WRITTEN REQUEST: Copy every line of text in the material below word for word, and leave the pictures out of your copy.

DATA LISTING:
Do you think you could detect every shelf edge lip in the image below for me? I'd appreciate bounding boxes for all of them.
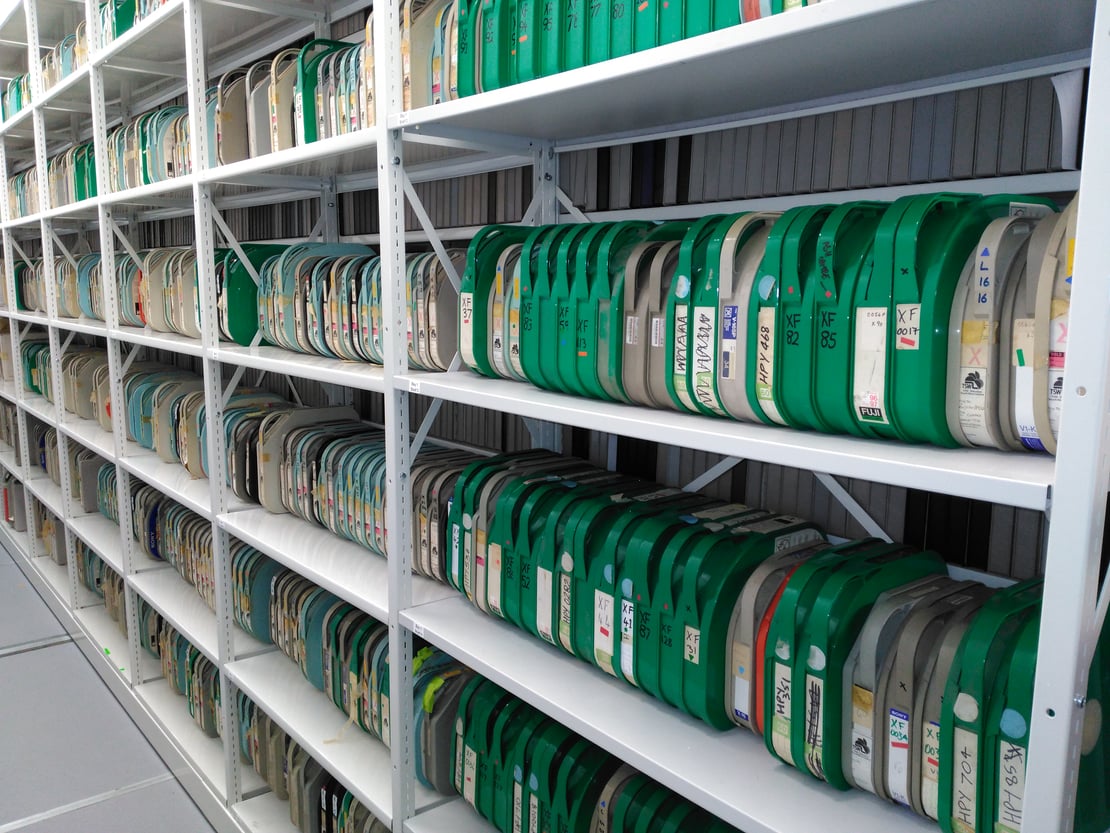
[394,370,1056,511]
[199,124,377,184]
[386,0,1090,143]
[87,0,185,68]
[65,514,123,575]
[205,343,386,393]
[35,61,89,112]
[215,506,390,622]
[224,651,393,824]
[114,325,204,358]
[400,596,931,833]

SOLUTION:
Do you think you could detect every shelf edge lip in the image below for me? I'd appreciate bounding boxes for all of them.
[394,370,1056,511]
[199,124,377,184]
[386,0,1090,143]
[87,0,185,68]
[65,514,123,575]
[205,343,386,393]
[35,61,89,112]
[215,506,390,622]
[224,651,393,824]
[114,325,204,358]
[400,596,931,833]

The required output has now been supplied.